» **Excerpt provided**:
-- START --
Reinvigorating commercial fruit production in Uganda
On a road trip from Uganda to Kenya in 2010, Eric and Rebecca Kaduru were hit with a stark realization as they crossed the border. Driving into Kenya the roads became lined with thriving, large-scale agricultural ventures; during the six hours they had spent travelling from Western Uganda to the country’s Eastern border they had not seen one large-scale agriculture project beyond the tea and sugarcane plantations that had been operating since Uganda was a British colony. Why was so much lush, fertile land sitting unutilized while imports flowed across the border to satisfy demand?
Eric and Rebecca Kaduru had met in Kampala, Uganda where they’d both been working—Eric at an advertising agency and Rebecca for an NGO. Rebecca admits to having moved from California to Africa in 2008 on a whim. Eric on the other hand was born and raised in Kenya, before he returned to Uganda, his father’s home country in 2008.
After the pair became engaged, whilst driving to Kenya for the holiday season they witnessed first hand the disparity between the two countries.
Impact Lab spoke recently to these two young entrepreneurs to learn how they had realised their vision of reinvigorating commercial fruit production in Uganda and in the process empowering girls to become active drivers of economic growth.
A passion for passion fruit
The two college graduates jumped into farming with little knowledge of agriculture.
Through hundreds of meetings and countless hours of research on Google, Eric and Rebecca learned that passion fruit—a popular fruit in Uganda typically made into juice—was being imported from Kenya. Imports provided for 70% of Uganda’s passion fruit consumption. The value of passion fruit farming had been realised for years in Kenya, but in Uganda it is typically grown on a small scale for personal consumption. After visiting a passion fruit farm in Kenya and meeting with both NGOs and private companies they realized the need and viability of the crop in Uganda.
With fertile soils and high altitudes, Ugandan farmers could be fully capable of meeting the country’s demand if equipped with the skills and quality inputs to grow the high value fruit. But despite 82% of the population in Uganda claiming agriculture as their main source of income, the sector makes up only 22% of GDP. Chronic political instability and economic decline in the 1980’s, caused the collapse of Uganda’s agriculture cooperative system, and a shift to subsistence-based agriculture.
Transitioning from an idea into reality
Armed with this knowledge, Eric and Rebecca founded KadAfrica
with the social mission to empower smallholder farmers through the cultivation of commercial scale fruit.
They never foresaw the obstacles ahead—a six-month wait for seed, no tractor for hire within 250km of the farm, and having to import the most basic fertilizers from Kenya. Although, they were able to overcome these hurdles with the help of family members across the border they asked themselves the question 'how can the average subsistence farmer make agriculture profitable if they have no access to inputs or knowledge of the country’s potential?'.
Initially, Eric and Rebecca cultivated fruits and vegetables such as tomatoes and eggplant before transitioning to passion fruit. During that time, they built relationships with farmers and gradually began introducing passion fruit.
Beyond subsistence farming
Resistance of Ugandan farmers to adopt commercial farming is understandable. Farmers typically have to walk a couple of hours to the closest marketplace and once there they have no bargaining power when dealing with traders who offer them low prices. With no storage facilities on their small plots of land the farmers are unable to turn back with their produce.
-- END --
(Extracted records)
-- START --
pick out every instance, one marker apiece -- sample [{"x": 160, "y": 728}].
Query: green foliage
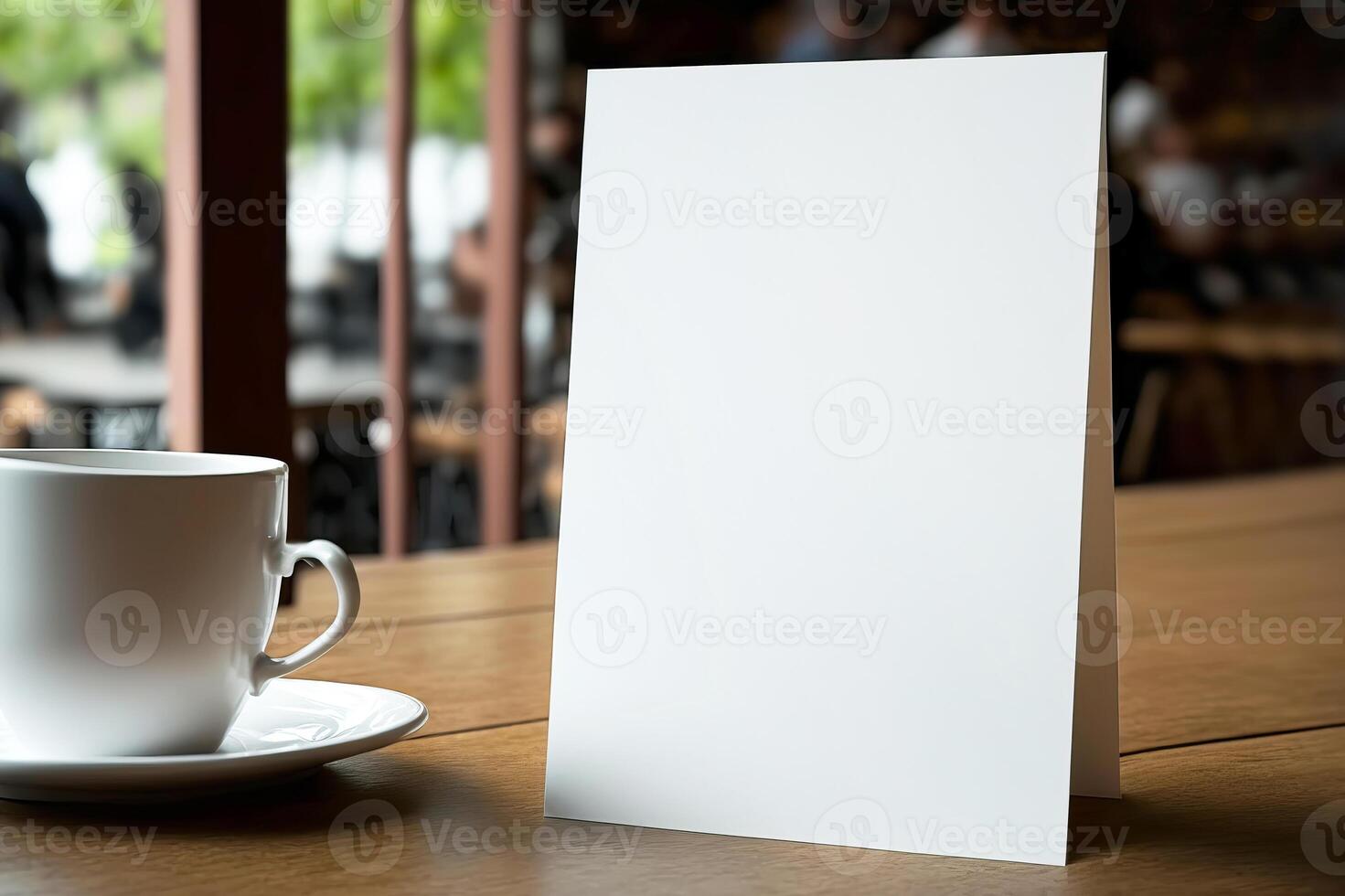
[{"x": 336, "y": 77}]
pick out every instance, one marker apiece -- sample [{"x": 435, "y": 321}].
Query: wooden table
[{"x": 1230, "y": 744}]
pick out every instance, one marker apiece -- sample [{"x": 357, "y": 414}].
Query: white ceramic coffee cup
[{"x": 137, "y": 592}]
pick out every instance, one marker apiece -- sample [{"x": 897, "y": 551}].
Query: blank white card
[{"x": 838, "y": 462}]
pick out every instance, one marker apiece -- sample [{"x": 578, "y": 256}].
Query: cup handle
[{"x": 347, "y": 605}]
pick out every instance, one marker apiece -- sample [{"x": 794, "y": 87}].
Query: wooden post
[
  {"x": 225, "y": 285},
  {"x": 394, "y": 470},
  {"x": 228, "y": 128},
  {"x": 506, "y": 113}
]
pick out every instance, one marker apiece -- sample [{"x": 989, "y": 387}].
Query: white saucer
[{"x": 294, "y": 727}]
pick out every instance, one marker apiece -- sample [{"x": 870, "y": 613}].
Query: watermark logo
[
  {"x": 614, "y": 210},
  {"x": 1327, "y": 16},
  {"x": 124, "y": 628},
  {"x": 1322, "y": 420},
  {"x": 1322, "y": 838},
  {"x": 366, "y": 838},
  {"x": 853, "y": 19},
  {"x": 1095, "y": 211},
  {"x": 357, "y": 421},
  {"x": 854, "y": 419},
  {"x": 611, "y": 628},
  {"x": 124, "y": 211},
  {"x": 1088, "y": 627},
  {"x": 856, "y": 827}
]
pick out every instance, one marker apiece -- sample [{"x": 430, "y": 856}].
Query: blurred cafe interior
[{"x": 383, "y": 219}]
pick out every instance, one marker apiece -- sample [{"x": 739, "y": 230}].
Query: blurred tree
[
  {"x": 336, "y": 68},
  {"x": 101, "y": 77}
]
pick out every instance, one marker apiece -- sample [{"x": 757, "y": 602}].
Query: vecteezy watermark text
[
  {"x": 136, "y": 12},
  {"x": 33, "y": 838},
  {"x": 368, "y": 838}
]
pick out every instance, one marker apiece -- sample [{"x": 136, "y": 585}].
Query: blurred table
[{"x": 1228, "y": 745}]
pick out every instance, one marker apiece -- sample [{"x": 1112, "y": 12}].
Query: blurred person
[
  {"x": 26, "y": 274},
  {"x": 979, "y": 31},
  {"x": 137, "y": 293}
]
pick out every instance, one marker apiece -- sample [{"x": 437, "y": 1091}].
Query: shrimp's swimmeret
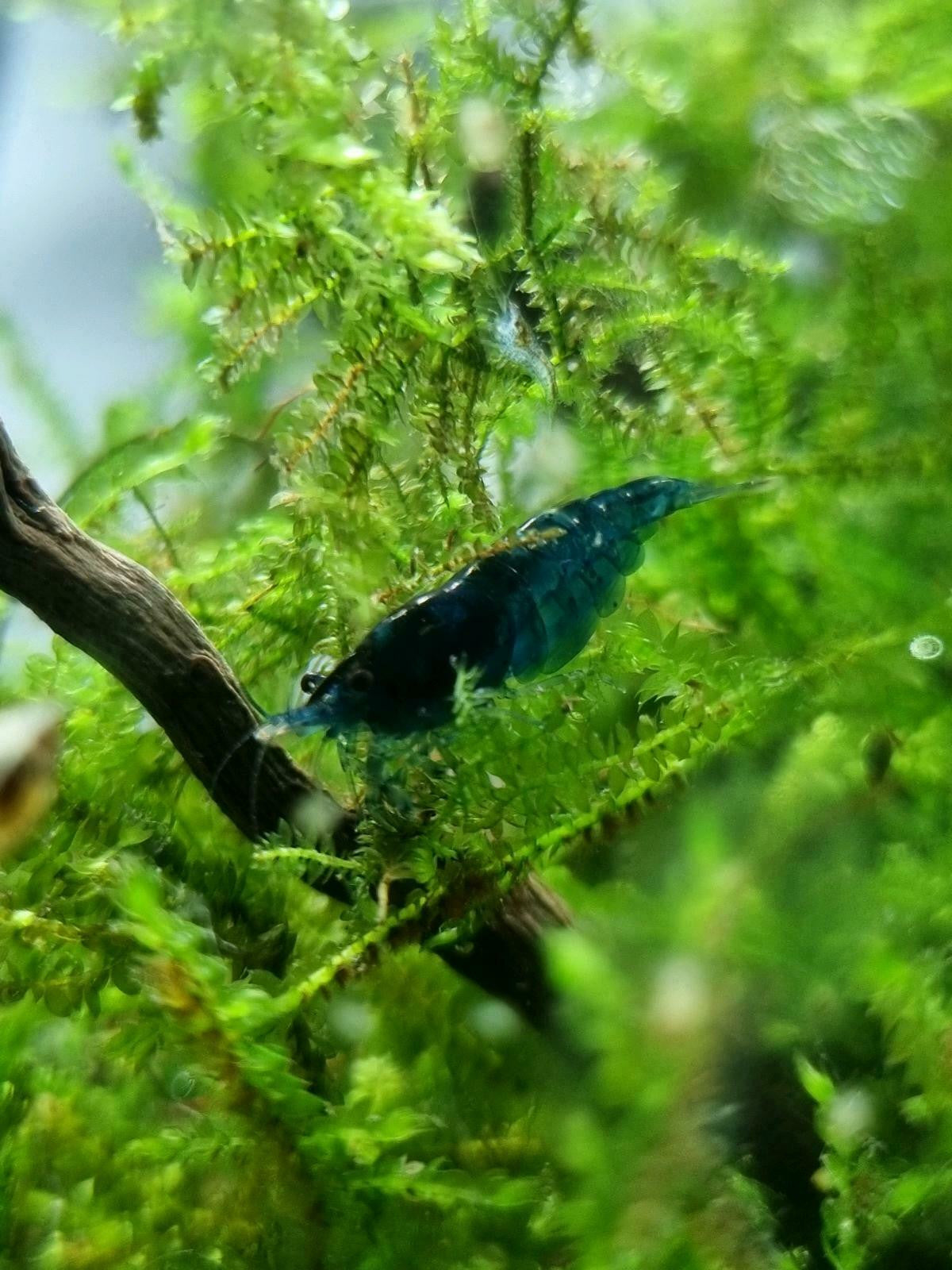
[{"x": 517, "y": 613}]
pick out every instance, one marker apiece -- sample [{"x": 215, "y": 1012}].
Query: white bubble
[
  {"x": 850, "y": 1117},
  {"x": 927, "y": 648}
]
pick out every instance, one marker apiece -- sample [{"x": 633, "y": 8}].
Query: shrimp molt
[{"x": 517, "y": 613}]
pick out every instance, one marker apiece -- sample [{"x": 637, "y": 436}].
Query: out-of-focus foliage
[{"x": 429, "y": 272}]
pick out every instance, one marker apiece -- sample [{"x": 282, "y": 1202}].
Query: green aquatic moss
[{"x": 724, "y": 235}]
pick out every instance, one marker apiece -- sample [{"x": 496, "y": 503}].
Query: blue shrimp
[{"x": 513, "y": 614}]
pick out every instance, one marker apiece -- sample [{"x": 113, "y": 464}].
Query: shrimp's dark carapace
[{"x": 516, "y": 613}]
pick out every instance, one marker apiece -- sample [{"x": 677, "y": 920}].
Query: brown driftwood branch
[{"x": 125, "y": 619}]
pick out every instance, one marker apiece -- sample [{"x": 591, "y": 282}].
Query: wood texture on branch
[{"x": 125, "y": 619}]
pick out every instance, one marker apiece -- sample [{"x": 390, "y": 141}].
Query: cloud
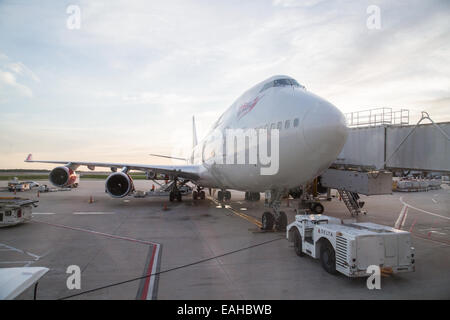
[{"x": 9, "y": 74}]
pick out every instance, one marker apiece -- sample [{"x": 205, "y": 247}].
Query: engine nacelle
[
  {"x": 62, "y": 177},
  {"x": 119, "y": 185}
]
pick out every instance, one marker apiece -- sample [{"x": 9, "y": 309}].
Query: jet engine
-- END --
» **Directions**:
a) Set down, word for word, the stretch of the Uganda fruit-farming article from "Transitioning from an" through "commercial scale fruit.".
b) Resume the article on commercial fruit production in Uganda, picking up directly after its final sentence.

» **Written answers**:
a)
Transitioning from an idea into reality
Armed with this knowledge, Eric and Rebecca founded KadAfrica
with the social mission to empower smallholder farmers through the cultivation of commercial scale fruit.

b)
The experience highlighted for Eric and Rebecca a major issue affecting the profitability of agriculture in Uganda—exploitation at the marketplace. Lack of education, diversification, and poor agricultural practices means that farmers in Uganda receive on average 33% to 45% of the wholesale price at a marketplace dominated by traders.
The experience also taught them the importance of being able to store a product with a limited shelf life and to transport it easily for wholesale to urban market places.
Redesigning their initial concept of commercial agriculture around the realities of the Ugandan marketplace, Eric and Rebecca remained determined to demonstrate that the production of passion fruit in Uganda’s Western highlands was possible and that venturing beyond typical subsistence crops made business sense. The pair also believed that the vertically growing passion fruit vine was ideal as it would allow smallholder farmers to grow ground dwelling crops to feed their families while generating income through a surplus of passion fruit.
Between 1990 and 2000, passion fruit was cultivated on a commercial scale as part of an export initiative of the Ugandan government. In 1998, exports peaked at 50 metric tons, however by 2005, only 7 metric tons of fresh fruit were being exported from Uganda due to reduction in productivity and quality attributed to biotic and management related factors.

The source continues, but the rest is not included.